给定文段 ->
如果不太理解权重初始化和中间变量初始化时为什么要申请那么大的空间，可以自己手动地将网络地数据流从头到尾推一遍。

如何构建tokenzier 和 sampler

对于这两个模块地构建我们不多介绍，感兴趣地可以自己去看看源码。

如何进行推理

这部分是我最感兴趣的地方。

  // forward all the layers
  for (unsigned long long l = 0; l < p->n_layers; l++) {

    // attention rmsnorm
    rmsnorm(s->xb, x, w->rms_att_weight + l * dim, dim);

    // key and value point to the kv cache
    int loff = l * p->seq_len * kv_dim; // kv cache layer offset for convenience
    s->k = s->key_cache + loff + pos * kv_dim;
    s->v = s->value_cache + loff + pos * kv_dim;

    // qkv matmuls for this position
    matmul(s->q, s->xb, w->wq + l * dim * dim, dim, dim);
    matmul(s->k, s->xb, w->wk + l * dim * kv_dim, dim, kv_dim);
    matmul(s->v, s->xb, w->wv + l * dim * kv_dim, dim, kv_dim);

    // RoPE relative positional encoding: complex-valued rotate q and k in each
    // head
    for (int i = 0; i < dim; i += 2) {
      int head_dim = i % head_size;
      float freq = 1.0f / powf(10000.0f, head_dim / (float)head_size);
      float val = pos * freq;
      float fcr = cosf(val);
      float fci = sinf(val);
      int rotn = i < kv_dim ? 2 : 1; // how many vectors? 2 = q & k, 1 = q only
      for (int v = 0; v < rotn; v++) {
        float *vec =
            v == 0 ? s->q : s->k; // the vector to rotate (query or key)
        float v0 = vec[i];
        float v1 = vec[i + 1];
        vec[i] = v0 * fcr - v1 * fci;
        vec[i + 1] = v0 * fci + v1 * fcr;
      }
    }

    // multihead attention. iterate over all heads
    int h;
#pragma omp parallel for private(h)

条目列表 ->
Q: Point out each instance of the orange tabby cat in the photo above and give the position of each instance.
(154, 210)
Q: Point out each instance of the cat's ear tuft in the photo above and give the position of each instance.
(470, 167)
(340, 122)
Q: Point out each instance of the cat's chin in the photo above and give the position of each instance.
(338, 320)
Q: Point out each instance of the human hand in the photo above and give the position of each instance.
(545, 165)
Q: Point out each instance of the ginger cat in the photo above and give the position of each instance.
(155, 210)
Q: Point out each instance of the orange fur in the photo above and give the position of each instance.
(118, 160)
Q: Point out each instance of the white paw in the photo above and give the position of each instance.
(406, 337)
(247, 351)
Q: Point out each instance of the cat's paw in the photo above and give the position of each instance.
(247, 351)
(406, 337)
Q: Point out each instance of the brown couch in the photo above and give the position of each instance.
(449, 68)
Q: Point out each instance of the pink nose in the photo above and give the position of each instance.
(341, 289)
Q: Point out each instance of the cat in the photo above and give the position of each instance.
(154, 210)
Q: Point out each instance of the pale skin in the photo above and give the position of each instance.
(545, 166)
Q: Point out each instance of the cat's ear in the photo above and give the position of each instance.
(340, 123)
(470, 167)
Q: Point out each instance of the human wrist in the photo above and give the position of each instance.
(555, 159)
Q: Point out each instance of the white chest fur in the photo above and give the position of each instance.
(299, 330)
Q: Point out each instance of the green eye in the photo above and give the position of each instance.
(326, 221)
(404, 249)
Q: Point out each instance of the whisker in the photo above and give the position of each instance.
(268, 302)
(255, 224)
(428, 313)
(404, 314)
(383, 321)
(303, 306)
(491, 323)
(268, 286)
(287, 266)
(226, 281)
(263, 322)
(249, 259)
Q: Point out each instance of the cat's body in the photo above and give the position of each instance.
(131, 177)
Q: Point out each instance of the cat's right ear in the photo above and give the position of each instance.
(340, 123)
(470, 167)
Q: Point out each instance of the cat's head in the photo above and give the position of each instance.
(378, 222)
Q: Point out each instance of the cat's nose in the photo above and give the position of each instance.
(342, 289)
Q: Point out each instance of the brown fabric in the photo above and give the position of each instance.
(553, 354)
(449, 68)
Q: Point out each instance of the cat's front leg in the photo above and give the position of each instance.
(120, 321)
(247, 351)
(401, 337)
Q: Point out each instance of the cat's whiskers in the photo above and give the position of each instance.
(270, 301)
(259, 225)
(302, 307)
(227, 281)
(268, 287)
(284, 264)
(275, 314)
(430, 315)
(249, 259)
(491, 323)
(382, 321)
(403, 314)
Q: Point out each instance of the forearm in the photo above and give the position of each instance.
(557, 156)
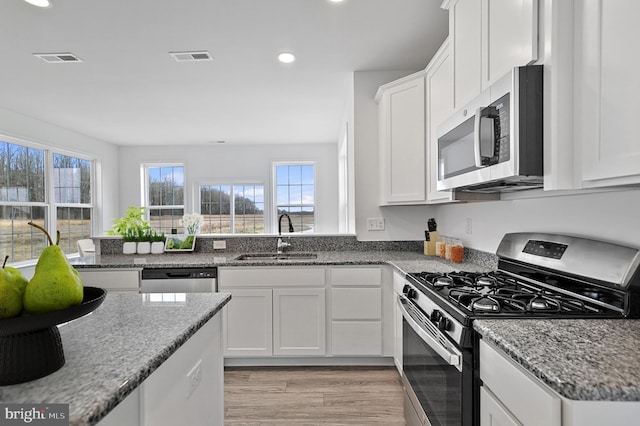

问题说明 1 -> 请把给定文段里从“float v0 = vec[i];”往下一直到“parallel for private(h)”的所有内容逐字照抄一遍。
问题说明 2 -> 在给定文段的代码中，变量 rotn 等于 2 时表示要旋转哪些向量？

参考答案 1 ->
float v0 = vec[i];
        float v1 = vec[i + 1];
        vec[i] = v0 * fcr - v1 * fci;
        vec[i + 1] = v0 * fci + v1 * fcr;
      }
    }

    // multihead attention. iterate over all heads
    int h;
#pragma omp parallel for private(h)

参考答案 2 -> 表示同时旋转 q 和 k 两个向量。